WORK TO DO. Reproduce each of the rows below word for word, leaving the pictures out of your answer.

EXERCISE INPUT.
- - -

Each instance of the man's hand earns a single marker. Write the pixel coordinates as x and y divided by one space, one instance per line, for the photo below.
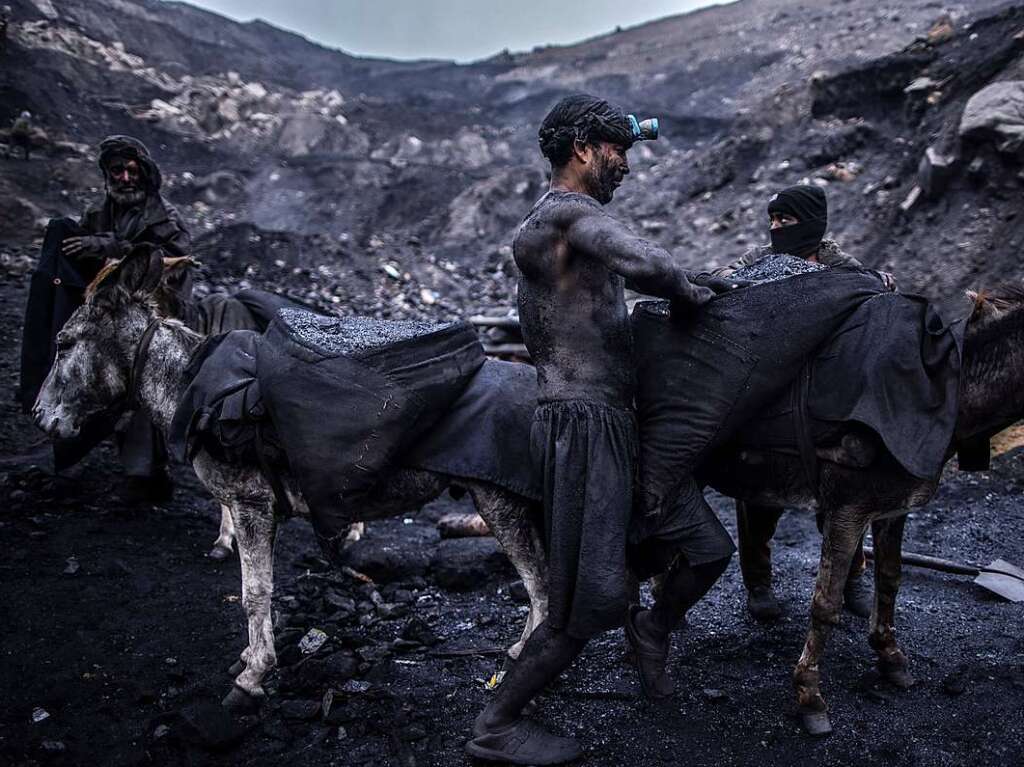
719 284
888 281
79 247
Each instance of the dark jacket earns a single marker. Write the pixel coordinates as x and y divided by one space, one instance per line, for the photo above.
156 221
58 283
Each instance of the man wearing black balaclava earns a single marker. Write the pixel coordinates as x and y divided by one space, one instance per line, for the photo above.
798 218
133 212
574 260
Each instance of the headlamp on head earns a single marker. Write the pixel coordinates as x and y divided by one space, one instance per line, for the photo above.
643 130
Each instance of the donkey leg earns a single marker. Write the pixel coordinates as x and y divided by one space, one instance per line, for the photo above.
255 529
842 531
888 535
225 540
509 518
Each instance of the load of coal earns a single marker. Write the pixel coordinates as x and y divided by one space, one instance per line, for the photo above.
776 266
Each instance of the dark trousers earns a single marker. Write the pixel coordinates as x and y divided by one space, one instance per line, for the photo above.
756 526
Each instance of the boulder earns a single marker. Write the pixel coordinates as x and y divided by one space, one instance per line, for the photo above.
996 113
935 172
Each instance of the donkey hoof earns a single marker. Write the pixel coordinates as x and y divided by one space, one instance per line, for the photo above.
815 723
899 678
219 553
240 700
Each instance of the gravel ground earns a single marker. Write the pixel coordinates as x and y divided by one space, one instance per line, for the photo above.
121 631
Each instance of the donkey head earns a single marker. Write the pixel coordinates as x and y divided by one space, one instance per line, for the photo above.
96 347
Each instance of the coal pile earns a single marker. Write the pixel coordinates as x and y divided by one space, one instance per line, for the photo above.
777 266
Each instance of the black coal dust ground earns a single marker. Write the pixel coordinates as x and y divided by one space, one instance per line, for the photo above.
119 632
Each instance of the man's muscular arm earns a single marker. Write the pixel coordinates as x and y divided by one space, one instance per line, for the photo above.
647 266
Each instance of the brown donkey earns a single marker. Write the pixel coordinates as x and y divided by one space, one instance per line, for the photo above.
880 494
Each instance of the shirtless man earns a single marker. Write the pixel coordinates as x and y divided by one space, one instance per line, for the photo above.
574 261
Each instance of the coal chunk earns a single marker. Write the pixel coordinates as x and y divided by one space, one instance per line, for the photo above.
465 563
209 726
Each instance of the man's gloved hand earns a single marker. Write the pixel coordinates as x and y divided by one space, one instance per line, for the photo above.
83 247
719 284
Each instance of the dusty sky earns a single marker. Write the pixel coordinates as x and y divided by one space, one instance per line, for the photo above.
464 30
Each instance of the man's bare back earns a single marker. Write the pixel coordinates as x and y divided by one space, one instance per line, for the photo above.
574 260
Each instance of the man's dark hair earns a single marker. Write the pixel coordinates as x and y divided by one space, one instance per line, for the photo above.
586 118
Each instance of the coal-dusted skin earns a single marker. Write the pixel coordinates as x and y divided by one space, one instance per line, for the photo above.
574 261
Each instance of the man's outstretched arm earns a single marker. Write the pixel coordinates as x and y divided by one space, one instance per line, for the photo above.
646 265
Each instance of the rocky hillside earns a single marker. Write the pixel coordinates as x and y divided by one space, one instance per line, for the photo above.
394 187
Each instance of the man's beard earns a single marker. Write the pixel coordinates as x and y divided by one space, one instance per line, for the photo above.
128 199
603 180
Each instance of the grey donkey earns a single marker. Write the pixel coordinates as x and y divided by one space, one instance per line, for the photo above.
119 348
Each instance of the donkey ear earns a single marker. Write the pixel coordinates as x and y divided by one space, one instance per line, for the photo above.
141 269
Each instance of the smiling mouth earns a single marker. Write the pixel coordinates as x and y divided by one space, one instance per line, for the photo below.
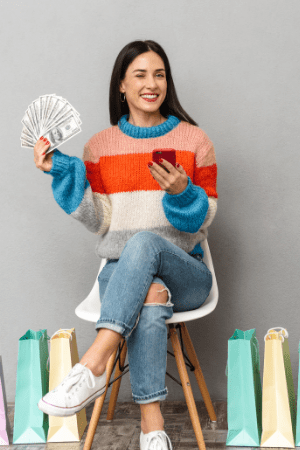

- - -

EXERCISE RESULT.
Each instance of the man's hand earns a single marker. Write the pixel coordinates as x and y divided by one space, one instance per line, for the photo below.
719 284
888 281
79 247
Each instance of the dark jacket earns a single marker. Write the pixel coordinates as x and y divided by one space, one instance per line, for the photo above.
156 221
58 283
Each instance of the man wearing black balaclava earns a single marker. Write the pixel coordinates as x and y divided by one space, one instance per line, for the photo above.
798 218
133 212
574 260
Each instance of the headlamp on head earns a single marker. Write the pixel coordinates as x and y divided by one space, one instance per line, for the photo above.
643 130
Each instance of the donkey leg earns a single marker. Write the pixel coordinates as x and y divided by one space, one instance per line, for the photo above.
255 529
842 531
888 535
225 540
509 518
Each instance of the load of coal earns a single marker. Write the pixel coordinates as x and y divided by one space, one instance per line, for the photo above.
776 266
Each instance of the dark trousers earns a single marker. Write the pixel coordinates as x and y divided by one space, one instance per line, for the photo above.
756 526
Each instance of the boulder earns a single marker. Write the pixel coordinates as x and y divided by one space, one instance per line, for the photo above.
996 113
935 172
Each instance of the donkey hoof earns a single marker. Write the pixel coordinates as x and y divided by one space, one instance per line, for the photo above.
815 723
899 678
219 553
240 700
Each instance of the gravel ground earns a single marker. Write the pixel coordinates as x and y divided by one space, one instance per line, for the photo above.
121 631
Each instance of the donkey head earns a single marker. Write the pixel coordinates as x and y divided by one space, one instance per line, for the photo above.
96 347
Each instance of the coal pile earns a single marker. Write the pixel coordinates as x and y divided by one space, one instance per line, for the photo above.
777 266
Each instance of the black coal dust ground earns a single marker. Write the pixel coordinates as x and y divided by one space, one instance per line, for the photo above.
119 632
Each instance of the man's muscular arm earns a single marker. Write the pixel coordinates as x and y divided by one space, one instance per line, for the photo above.
647 266
Each instance of the brown donkey earns a single marker. Write the pixel coordinates as x and y divided by one space, one instance per line, for the photo above.
880 494
Each instance of the shirtless man earns a single marker. Write the pixel coordinates as x and y divided by one space, one instance per line, for the photo above.
574 261
Each instance of the coal chunk earns a single marker. Write the pixel coordinates as x and y divided by one space, one instance per line, for the photo above.
465 563
209 726
Each instance of the man's gloved hand earns a single marker. Write the pixel coordinates as x and y divided by one space, one instance per line, for the photo above.
83 247
719 284
Each instance of the dusty sky earns a single marker. Write the pixel coordinates as x and y divided by one space, one instance per line, for the photo above.
464 30
Each instance of the man's bare back earns a single marker. Write the pixel coordinates as x and y divided by one space, one instance per line, for the photo above.
574 260
Each instance of the man's dark hair earns a single marker. Write the pixel coordinates as x and y divided by one space, one instance per line, for the photo above.
586 118
Each instance of the coal-dusted skin earns a single marker. Write the pixel coordinates as x and y divided by one space, one instance per line, for the photo above.
574 261
Each instance of the man's outstretched arm earns a single marker. Write the pixel coordinates as x and y divided by one space, one instance per line, for the photo above.
646 265
Each instance of the rocky hillside earns a single marker. Write the pixel coordinates as x and y divided by one space, one instance per line, for the photo above.
394 187
Each instance of the man's beard earns a single marker. Write the pixel coordinates as x and y divided by one space, one instance per line, for the photo above.
128 199
603 180
Each instance of the grey donkey earns a single marker. Write the pixel coordinates as x and y divided by one space, one instance per line, for the photo above.
119 348
Each instance of the donkey ear earns a single marker. Write the pixel coordinates as x and y divided by one space, one instance per line, for the photo above.
141 269
Each instance of the smiling mouth earns a single marker. Write the pixel coordinates as x and y divided by one space, one instance per line, for the photo below.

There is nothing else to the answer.